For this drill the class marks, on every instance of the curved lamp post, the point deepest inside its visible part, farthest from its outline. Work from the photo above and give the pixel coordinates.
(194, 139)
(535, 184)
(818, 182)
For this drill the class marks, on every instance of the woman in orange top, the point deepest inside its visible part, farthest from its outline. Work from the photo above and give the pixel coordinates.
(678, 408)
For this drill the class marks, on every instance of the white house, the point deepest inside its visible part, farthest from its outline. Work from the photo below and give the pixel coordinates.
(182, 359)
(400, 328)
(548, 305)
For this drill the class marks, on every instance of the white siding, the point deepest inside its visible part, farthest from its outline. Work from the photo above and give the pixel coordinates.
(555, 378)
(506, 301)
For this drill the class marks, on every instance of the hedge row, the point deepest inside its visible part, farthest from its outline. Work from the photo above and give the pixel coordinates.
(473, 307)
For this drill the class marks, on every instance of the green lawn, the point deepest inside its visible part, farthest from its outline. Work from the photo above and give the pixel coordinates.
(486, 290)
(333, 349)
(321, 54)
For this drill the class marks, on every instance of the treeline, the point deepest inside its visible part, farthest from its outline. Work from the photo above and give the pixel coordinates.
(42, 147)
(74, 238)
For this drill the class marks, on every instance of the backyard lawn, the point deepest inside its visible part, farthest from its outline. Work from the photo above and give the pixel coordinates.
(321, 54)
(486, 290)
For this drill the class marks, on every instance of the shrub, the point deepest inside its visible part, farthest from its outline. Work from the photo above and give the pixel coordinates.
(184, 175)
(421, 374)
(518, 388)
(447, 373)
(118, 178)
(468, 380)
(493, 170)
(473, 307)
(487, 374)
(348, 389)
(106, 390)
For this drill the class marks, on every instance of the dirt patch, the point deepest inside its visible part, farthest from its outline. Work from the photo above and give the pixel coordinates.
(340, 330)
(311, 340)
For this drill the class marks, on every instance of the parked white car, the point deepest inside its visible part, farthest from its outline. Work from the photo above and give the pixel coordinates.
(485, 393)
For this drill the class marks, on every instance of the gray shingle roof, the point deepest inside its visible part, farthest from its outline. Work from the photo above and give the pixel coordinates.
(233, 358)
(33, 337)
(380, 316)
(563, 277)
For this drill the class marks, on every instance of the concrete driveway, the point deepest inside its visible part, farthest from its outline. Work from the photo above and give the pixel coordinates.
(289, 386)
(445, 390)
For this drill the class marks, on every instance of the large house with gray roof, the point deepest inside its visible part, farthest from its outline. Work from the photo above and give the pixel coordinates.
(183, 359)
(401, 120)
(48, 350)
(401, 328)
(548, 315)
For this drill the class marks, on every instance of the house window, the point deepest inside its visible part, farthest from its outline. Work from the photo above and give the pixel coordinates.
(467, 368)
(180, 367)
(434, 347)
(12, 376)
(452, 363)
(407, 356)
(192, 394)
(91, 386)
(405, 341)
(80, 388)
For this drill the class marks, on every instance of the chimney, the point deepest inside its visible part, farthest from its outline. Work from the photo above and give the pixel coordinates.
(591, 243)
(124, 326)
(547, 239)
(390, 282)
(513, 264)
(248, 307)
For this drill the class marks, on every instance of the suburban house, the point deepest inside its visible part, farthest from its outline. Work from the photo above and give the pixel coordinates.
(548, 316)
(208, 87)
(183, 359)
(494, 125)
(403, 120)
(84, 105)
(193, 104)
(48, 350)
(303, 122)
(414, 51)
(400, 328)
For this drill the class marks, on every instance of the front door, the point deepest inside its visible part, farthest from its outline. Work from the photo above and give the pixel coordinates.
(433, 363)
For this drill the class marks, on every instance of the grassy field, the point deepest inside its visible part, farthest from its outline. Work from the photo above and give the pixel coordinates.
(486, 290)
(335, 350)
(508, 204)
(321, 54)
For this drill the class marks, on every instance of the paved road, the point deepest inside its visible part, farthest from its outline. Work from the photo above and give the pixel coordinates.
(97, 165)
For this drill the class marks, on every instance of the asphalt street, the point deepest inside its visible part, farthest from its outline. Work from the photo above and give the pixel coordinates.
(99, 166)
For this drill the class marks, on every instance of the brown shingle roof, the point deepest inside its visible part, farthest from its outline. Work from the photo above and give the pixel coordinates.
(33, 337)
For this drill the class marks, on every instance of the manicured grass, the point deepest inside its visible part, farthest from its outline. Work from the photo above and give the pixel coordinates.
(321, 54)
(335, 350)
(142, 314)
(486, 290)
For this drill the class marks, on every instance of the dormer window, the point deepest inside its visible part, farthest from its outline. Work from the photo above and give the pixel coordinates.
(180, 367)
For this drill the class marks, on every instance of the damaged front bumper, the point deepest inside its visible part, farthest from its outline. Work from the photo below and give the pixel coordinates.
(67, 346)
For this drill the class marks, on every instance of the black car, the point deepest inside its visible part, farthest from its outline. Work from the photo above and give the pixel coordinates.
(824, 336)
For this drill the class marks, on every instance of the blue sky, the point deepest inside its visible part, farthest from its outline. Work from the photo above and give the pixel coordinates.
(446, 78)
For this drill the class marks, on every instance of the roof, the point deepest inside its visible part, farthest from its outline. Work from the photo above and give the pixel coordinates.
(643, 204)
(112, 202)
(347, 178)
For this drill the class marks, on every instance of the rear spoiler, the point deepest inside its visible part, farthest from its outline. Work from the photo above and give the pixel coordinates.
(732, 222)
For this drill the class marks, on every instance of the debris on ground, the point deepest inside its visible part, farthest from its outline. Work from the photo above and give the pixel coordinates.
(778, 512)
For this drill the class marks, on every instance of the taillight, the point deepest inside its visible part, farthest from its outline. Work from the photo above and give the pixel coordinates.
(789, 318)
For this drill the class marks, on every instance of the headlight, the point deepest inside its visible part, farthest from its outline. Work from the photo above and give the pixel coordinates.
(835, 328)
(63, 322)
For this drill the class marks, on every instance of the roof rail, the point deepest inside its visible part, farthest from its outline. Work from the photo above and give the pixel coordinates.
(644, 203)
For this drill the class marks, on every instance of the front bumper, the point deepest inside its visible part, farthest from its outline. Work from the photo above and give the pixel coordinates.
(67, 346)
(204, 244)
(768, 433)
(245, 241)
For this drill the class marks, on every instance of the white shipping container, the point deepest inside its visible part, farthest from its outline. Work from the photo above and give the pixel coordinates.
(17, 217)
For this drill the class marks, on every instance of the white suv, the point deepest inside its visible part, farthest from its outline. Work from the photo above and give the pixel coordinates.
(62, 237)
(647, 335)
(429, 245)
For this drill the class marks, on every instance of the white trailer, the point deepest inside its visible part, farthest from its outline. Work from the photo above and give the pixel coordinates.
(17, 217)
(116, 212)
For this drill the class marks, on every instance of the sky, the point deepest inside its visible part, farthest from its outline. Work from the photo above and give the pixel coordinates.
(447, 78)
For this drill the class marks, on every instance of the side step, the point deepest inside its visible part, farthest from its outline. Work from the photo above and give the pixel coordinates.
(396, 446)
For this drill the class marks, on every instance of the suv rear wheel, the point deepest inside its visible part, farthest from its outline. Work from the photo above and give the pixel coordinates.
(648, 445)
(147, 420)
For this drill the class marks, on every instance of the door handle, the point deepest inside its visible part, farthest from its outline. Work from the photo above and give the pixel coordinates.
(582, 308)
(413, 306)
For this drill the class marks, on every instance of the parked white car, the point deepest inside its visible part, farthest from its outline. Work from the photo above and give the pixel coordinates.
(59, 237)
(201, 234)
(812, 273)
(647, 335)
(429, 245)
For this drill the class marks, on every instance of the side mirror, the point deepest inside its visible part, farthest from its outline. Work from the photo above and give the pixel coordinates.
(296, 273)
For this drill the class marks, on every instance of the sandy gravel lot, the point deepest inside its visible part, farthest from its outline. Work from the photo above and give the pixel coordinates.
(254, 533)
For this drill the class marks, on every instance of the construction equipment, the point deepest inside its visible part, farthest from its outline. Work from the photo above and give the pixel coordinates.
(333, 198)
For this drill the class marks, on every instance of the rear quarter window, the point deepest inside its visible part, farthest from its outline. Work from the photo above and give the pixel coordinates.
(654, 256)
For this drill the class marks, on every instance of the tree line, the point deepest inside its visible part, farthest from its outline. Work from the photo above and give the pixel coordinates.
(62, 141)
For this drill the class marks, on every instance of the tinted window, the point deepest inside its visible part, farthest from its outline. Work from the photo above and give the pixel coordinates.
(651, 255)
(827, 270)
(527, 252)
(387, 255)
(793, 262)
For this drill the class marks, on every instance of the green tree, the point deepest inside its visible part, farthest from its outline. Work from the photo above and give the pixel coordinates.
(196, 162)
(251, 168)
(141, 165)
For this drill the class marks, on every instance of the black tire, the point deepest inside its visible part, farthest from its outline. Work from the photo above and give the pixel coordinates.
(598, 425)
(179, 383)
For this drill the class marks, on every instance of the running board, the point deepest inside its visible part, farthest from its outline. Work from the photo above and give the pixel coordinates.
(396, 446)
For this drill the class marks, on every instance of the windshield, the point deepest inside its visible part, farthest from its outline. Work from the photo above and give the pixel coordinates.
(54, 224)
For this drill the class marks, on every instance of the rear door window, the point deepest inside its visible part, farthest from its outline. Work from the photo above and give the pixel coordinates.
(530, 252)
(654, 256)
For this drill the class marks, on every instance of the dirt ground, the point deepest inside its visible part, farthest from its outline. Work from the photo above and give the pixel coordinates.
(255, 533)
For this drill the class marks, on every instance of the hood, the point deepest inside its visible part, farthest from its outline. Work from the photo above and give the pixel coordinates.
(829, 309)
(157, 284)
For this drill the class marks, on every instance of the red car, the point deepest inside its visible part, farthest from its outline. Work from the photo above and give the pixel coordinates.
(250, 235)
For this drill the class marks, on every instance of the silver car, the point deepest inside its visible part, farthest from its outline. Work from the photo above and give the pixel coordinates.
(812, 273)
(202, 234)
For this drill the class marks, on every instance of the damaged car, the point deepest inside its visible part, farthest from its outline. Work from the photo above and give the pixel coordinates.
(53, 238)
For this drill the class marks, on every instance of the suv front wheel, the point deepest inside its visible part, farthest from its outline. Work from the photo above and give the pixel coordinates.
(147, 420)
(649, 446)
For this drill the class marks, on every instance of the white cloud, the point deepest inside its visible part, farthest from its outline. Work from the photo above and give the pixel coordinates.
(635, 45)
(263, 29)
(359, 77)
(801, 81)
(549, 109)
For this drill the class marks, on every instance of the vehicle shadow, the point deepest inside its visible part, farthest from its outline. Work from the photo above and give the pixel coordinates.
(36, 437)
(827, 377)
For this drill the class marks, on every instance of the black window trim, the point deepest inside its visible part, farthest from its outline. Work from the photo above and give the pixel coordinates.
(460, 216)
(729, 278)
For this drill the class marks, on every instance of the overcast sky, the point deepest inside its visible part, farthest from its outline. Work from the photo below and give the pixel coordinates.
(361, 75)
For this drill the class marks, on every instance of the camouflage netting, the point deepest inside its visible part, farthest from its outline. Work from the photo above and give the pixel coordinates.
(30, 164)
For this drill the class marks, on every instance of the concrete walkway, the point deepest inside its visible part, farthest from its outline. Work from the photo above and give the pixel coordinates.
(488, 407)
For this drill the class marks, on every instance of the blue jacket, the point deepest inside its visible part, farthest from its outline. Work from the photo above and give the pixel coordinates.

+++

Look for the line that contains "of the overcast" in the entries above. Set it down, along with all later lines, exactly as written.

** ANSWER TO THE PROBLEM **
For this drill the class marks, on every instance of the overcast sky, the point deepest inside its visible part, farthest from its outline. Work from the photo below and give the pixel coordinates.
(361, 75)
For this drill the class marks, on every instance of the camouflage netting, the point deepest inside its visible part, farthest from its outline. Work from the photo above and give the pixel coordinates.
(30, 164)
For this drill the class marks, on every instance of the concrete walkway, the point deepest inside its visible part, farthest from its outline. Work from the photo above and give the pixel coordinates.
(488, 407)
For this drill the class marks, on every instance of the blue jacket, the point deepest inside its visible part, farthest from its outline. Work from the photo above and give the pixel coordinates.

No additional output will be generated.